=== SELECTED EXTRACT ===

# Difference between Hunter Hercules and Osprey



## Quickstep (Apr 10, 2012)

I've been looking at Hunter carbide turning tools and am considering the Hercules and/or the Osprey. I'm wondering what the differences are. It looks like the Osprey is designed to perform the functions performed by a bowl or spindle gouge, but the purpose for the Hercules is less clear. Can someone who has these help me understand the functional difference? I'm really trying to decide if I want both and if not, which one I should start with.


----------



## Dave Paine (May 30, 2012)

YouTube videos should have the information you need. Think about the size of items you want to turn.

Mike Hunter video of the Hercules
https://www.youtube.com/watch?v=XMt-eyqbM7o

John Lucas video of the Hercules
https://www.youtube.com/watch?v=vzrLN8SQ8ms

John Lucas video of the Osprey
https://www.youtube.com/watch?v=FnFdDo0jxGU


----------



## john lucas (Sep 18, 2007)

The difference is very minor depending on how you want to use the tool. The large Hercules tool is much thicker and has a square body. This makes it easier to use as a scraper especially for roughing out bowls. The flat surface helps keep it from rotating if you get the cut out on the 9 or 3 oclock position. from 10 to 2 oclock it's very stable and cuts extremely easily. 
The big Osprey tool has the same cutting angle but the shaft is smaller and round. This makes it easier to roll the tool for all the different cuts you would do with a bowl gouge, but it will be a little less stable if you let the cuts get out on the edge of the cutter in the 9 and 3 oclock position. 
Both tools work pretty much the same when shear scraping with them. There is less difference between the mini Osprey and mini Hercules because the shaft sizes are the same, just one is square shaft and the other round. 
I reach for the Hercules most often because for all practical purposes I can do all the cuts I want with that tool. If I'm just going to use it for finishing cut (which they do fantastically) then I tend to grab the Osprey, or the #4 or #5 tools.


----------



## pvechart (Dec 14, 2011)

John...does one of these work better on end grain boxes than the other. I too am considering buying one or the other.

Thanks,

Paul


----------



## john lucas (Sep 18, 2007)

If your wanting to hollow end grain boxes they do work really well. However it's not the best tool for doing the bottom of the box. Because of the foreward tilt of the cutter if you hold the tool flat for hollowing it will be a scraping cut. Still a pretty good cut with these tools but the better cut is a bevel rubbing cut and I like the Hunter #4 or #5 for this. I usually hollow the boxes with my bowl gouge and then do a finishing cut with the #5 as a bevel rubbing cut across the bottom and then pull it up the side with the flat side toward the side so it's a scraping cut.

=== RECORD EXTRACTS ===

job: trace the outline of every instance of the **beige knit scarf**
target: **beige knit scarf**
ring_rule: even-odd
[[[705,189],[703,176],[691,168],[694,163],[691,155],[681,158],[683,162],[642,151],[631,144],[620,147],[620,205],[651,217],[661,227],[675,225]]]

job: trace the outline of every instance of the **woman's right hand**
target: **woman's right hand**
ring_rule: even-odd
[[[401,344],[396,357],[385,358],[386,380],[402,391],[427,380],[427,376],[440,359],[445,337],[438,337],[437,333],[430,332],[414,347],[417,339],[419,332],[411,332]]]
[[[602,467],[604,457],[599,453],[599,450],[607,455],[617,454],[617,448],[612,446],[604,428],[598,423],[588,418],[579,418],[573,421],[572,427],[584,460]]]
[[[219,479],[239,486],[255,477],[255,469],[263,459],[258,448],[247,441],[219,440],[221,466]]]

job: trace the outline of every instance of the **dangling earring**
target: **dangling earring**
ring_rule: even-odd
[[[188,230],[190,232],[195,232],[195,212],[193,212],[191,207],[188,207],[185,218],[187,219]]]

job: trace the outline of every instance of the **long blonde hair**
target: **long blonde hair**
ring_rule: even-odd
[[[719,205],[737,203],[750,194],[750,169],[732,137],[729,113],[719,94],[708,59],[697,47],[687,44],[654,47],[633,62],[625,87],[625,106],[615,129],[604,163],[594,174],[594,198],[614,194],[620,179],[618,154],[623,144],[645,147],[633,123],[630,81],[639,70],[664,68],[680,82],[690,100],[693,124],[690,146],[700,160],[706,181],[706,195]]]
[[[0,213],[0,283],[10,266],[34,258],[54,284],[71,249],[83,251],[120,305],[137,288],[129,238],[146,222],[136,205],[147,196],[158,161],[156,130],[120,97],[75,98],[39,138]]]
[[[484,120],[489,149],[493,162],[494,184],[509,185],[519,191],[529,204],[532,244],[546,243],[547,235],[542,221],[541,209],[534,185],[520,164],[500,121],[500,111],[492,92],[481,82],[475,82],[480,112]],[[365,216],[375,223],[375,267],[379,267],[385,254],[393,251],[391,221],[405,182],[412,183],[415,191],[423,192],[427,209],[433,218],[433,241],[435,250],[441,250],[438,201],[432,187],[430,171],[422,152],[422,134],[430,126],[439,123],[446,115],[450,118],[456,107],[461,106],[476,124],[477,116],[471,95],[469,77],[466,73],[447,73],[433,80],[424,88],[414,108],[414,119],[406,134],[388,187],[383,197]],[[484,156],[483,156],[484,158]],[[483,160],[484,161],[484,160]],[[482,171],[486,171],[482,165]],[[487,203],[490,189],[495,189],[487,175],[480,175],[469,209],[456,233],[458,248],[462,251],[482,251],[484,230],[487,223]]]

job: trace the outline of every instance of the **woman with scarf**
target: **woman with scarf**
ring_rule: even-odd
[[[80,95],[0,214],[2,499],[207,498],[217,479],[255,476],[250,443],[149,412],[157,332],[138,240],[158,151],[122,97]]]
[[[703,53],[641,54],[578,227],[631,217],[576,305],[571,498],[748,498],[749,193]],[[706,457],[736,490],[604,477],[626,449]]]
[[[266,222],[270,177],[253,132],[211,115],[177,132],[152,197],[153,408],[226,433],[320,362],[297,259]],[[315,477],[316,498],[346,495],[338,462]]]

===
=== RECORD EXTRACTS ===

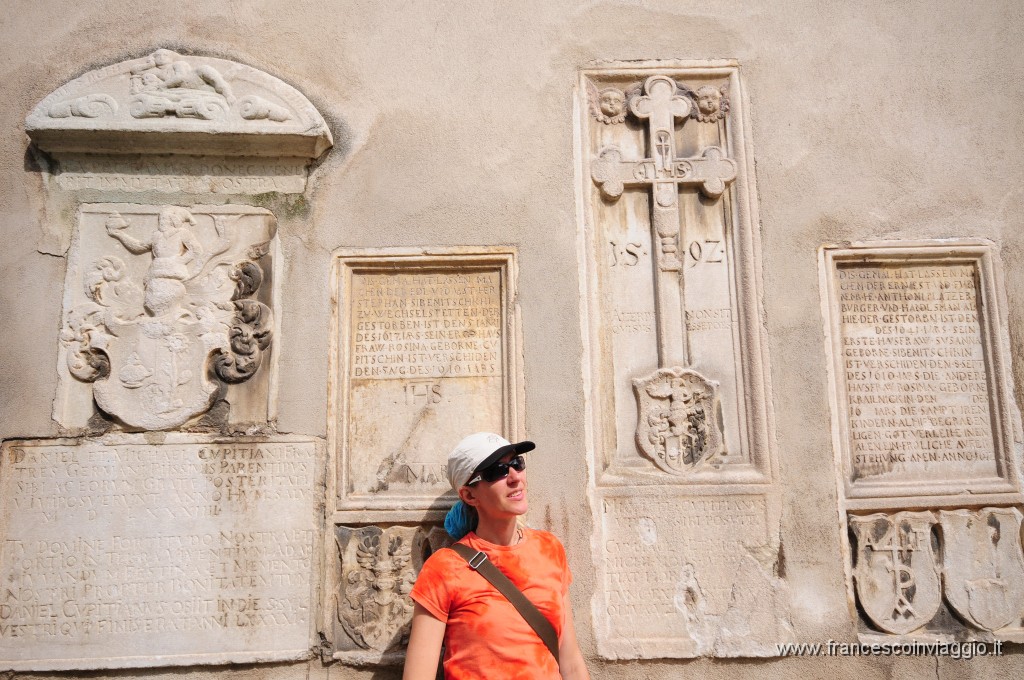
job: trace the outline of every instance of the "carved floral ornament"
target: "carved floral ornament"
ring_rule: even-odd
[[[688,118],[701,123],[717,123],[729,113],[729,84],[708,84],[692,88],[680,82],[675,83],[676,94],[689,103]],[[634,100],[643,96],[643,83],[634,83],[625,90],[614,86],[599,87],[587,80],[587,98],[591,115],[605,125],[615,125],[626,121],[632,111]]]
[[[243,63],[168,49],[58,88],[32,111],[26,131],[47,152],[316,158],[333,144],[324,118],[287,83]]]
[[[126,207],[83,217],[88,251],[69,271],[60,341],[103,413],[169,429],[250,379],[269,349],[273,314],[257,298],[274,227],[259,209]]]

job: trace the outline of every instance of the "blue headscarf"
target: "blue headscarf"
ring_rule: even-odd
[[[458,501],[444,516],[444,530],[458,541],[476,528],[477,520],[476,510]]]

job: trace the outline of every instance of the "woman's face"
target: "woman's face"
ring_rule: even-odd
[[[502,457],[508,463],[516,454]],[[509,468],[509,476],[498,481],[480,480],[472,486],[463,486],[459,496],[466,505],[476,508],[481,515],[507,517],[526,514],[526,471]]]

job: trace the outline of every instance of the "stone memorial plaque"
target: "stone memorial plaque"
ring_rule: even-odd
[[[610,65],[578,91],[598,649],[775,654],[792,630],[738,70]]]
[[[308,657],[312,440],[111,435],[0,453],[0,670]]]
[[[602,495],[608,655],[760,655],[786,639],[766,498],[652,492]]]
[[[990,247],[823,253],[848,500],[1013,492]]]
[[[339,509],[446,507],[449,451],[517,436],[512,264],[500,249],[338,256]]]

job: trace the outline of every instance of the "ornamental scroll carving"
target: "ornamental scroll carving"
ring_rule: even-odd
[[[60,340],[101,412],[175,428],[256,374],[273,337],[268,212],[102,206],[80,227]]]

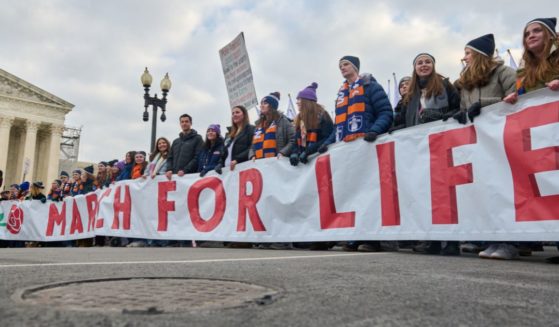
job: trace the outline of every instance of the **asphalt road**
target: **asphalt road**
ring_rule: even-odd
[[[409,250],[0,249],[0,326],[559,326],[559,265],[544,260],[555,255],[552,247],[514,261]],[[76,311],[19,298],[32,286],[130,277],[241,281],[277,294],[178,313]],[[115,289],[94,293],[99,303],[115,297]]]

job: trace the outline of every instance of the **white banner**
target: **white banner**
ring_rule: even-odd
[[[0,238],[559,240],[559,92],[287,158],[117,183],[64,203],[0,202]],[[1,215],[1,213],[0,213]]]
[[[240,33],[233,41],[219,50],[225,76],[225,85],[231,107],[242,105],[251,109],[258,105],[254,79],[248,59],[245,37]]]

===
=== RECORD EXTRACTS ===

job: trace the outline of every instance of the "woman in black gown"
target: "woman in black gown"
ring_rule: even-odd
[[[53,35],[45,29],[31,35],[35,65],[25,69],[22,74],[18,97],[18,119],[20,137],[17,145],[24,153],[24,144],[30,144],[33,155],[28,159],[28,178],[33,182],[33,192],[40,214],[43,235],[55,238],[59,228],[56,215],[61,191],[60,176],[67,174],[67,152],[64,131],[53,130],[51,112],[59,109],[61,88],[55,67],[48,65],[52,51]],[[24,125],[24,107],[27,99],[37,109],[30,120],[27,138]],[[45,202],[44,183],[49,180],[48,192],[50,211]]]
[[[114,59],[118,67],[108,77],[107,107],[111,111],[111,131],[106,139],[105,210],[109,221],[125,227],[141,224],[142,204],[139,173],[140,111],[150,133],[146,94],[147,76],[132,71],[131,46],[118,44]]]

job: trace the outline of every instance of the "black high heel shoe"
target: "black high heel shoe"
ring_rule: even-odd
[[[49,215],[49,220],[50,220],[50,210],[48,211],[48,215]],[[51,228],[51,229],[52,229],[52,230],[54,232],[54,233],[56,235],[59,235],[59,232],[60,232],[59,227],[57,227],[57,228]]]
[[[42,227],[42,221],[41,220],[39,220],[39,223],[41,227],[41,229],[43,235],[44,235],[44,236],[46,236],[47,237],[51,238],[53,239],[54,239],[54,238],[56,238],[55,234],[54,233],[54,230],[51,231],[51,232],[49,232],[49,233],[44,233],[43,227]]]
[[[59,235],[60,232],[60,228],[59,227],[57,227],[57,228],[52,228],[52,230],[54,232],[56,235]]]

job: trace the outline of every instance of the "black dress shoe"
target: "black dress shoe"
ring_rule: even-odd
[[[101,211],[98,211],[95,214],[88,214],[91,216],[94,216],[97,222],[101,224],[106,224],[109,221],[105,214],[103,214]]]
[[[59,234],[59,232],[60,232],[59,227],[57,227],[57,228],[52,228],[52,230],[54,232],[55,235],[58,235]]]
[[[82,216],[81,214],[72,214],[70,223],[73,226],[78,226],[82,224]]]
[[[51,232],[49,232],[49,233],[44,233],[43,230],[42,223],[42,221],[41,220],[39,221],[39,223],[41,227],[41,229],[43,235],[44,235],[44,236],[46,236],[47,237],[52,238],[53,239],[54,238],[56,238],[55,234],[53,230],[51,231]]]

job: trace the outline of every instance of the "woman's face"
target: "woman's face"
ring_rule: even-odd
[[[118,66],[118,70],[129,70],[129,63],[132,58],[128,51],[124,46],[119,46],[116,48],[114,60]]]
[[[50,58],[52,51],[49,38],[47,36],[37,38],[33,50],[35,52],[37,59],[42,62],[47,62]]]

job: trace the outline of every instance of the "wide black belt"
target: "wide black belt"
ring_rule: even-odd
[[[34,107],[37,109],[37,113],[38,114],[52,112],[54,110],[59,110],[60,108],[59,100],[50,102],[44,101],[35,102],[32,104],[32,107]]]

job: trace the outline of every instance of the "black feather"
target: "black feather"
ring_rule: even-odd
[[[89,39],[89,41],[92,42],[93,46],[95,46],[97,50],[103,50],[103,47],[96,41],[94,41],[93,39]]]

===

WRITTEN REQUEST 1 – In the Hunter Hercules and Osprey thread, rewrite the passage starting with "If your wanting" and going on through "it's a scraping cut.", changing "bowl gouge" to "spindle gouge".
WRITTEN REQUEST 2 – Extend the Hunter Hercules and Osprey thread, picking up after its final sentence.

FINAL RESULT 1 –
If your wanting to hollow end grain boxes they do work really well. However it's not the best tool for doing the bottom of the box. Because of the foreward tilt of the cutter if you hold the tool flat for hollowing it will be a scraping cut. Still a pretty good cut with these tools but the better cut is a bevel rubbing cut and I like the Hunter #4 or #5 for this. I usually hollow the boxes with my spindle gouge and then do a finishing cut with the #5 as a bevel rubbing cut across the bottom and then pull it up the side with the flat side toward the side so it's a scraping cut.

FINAL RESULT 2 –
If the box opening is large enough you could do a bevel rubbing cut with the Osprey or Hercules when going down the side and get a really clean cut. Then switch to a #4 or #5 to do the bottom. 
You can find several of my Hunter tool videos by going to www.youtube.com and type in John60Lucas Hunter and it should bring them up.


----------



## pvechart (Dec 14, 2011)

Thanks john...I can only afford one hunter tool for now...so I have some thinking to do!


----------



## john lucas (Sep 18, 2007)

If you only want one and aren't turning big things get the big Osprey. It's a very versatile tool.


----------



## john lucas (Sep 18, 2007)

Of course for many years I used a bowl or spindle gouge to hollow the box followed by cleaning it up with a scraper with a fresh burr. If you use a really light touch with the scraper you can get them pretty clean so they require little sanding. Using the Hunter tools has reduced the sanding further but of course the cost of the tool is quite high. You can buy 2 scrapers for the price of one carbide tool. The only difference is you have to learn to sharpen them and do it often but it's a skill well worth learning. Some of the greats like Richard Raffen and Stewart Batty still teach scraper usage and the results they get certainly verify their use.


----------



## Quickstep (Apr 10, 2012)

I already have the Easy Rougher and the Easy Finisher. Given that, does the Osprey seem to be the better choice for me? Seems like the Hercules and the Easy Rougher do more or less the same function. Any thoughts on that?


----------



## jgilfor (Jan 25, 2013)

No, no, no!

Easy Wood Tools (and I have and like them) are scrapers... period! The Hunter tool blades are designed very differently, and actually cut. They CAN scrape; but the majority of the work they do is bevel supported (and therefore, a true cutting action).

Take a look at the videos on-line. Check out the website. These cutters are cup-shaped, with a positive rake outside edge, and a positive rake inside edge as well. EWT cutters are flat. Different animal.

Hunter is not the only brand for this type carbide tool (although they are arguably the best). Harrison Specialties makes a similar tool, and so does Carbide Woodturning Tools. There are one or two others, whose names escape me right now.


----------



## john lucas (Sep 18, 2007)

That, and the Hunter tools will hold an edge far longer than the Easywoodtools. At least based on my experience.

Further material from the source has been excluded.